Position identification records:
------------------------

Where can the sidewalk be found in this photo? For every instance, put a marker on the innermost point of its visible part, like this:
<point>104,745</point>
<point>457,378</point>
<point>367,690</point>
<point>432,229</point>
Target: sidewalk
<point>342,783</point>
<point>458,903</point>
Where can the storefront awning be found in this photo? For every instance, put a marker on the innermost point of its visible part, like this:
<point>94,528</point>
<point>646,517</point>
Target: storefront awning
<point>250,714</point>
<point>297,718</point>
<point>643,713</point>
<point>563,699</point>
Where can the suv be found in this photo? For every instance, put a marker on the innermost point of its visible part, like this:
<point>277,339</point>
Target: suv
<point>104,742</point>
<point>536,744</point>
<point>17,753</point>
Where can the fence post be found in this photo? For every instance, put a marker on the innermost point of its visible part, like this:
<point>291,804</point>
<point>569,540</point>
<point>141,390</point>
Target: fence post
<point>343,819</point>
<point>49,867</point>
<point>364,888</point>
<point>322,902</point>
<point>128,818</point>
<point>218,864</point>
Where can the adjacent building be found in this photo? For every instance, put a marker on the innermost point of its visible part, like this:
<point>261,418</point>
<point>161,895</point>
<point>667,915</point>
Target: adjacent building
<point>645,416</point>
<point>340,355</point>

------------------------

OBJECTIVE: Update the items by swapping "Target" for "Label" everywhere it occurs, with everything else left as is.

REPLY:
Where can the sidewalk be found in this photo? For every instance, put a marker on the innermost point of its visible part, like this:
<point>104,745</point>
<point>457,378</point>
<point>367,690</point>
<point>432,229</point>
Label: sidewalk
<point>342,783</point>
<point>458,903</point>
Where can the storefront awning be found in this photo? For every instance, put a marker on the innermost point of its visible part, like this:
<point>94,528</point>
<point>646,517</point>
Label: storefront awning
<point>250,714</point>
<point>297,718</point>
<point>643,713</point>
<point>563,699</point>
Where can the suv be found in this photo? For every instance, put a marker on the innermost point of its visible part, like this:
<point>277,339</point>
Label: suv
<point>104,742</point>
<point>536,744</point>
<point>17,753</point>
Where can the fence post be found in this photo? For every instance, put a marker on the innermost point of its visible part, like this:
<point>291,804</point>
<point>569,540</point>
<point>141,390</point>
Label: fence post
<point>343,819</point>
<point>49,867</point>
<point>364,888</point>
<point>322,902</point>
<point>128,818</point>
<point>218,864</point>
Where can the adjacent building be found in this photo? For every instance, put a marker on the innermost point of its visible part, like this:
<point>261,418</point>
<point>161,895</point>
<point>667,915</point>
Label: adjacent building
<point>645,416</point>
<point>340,355</point>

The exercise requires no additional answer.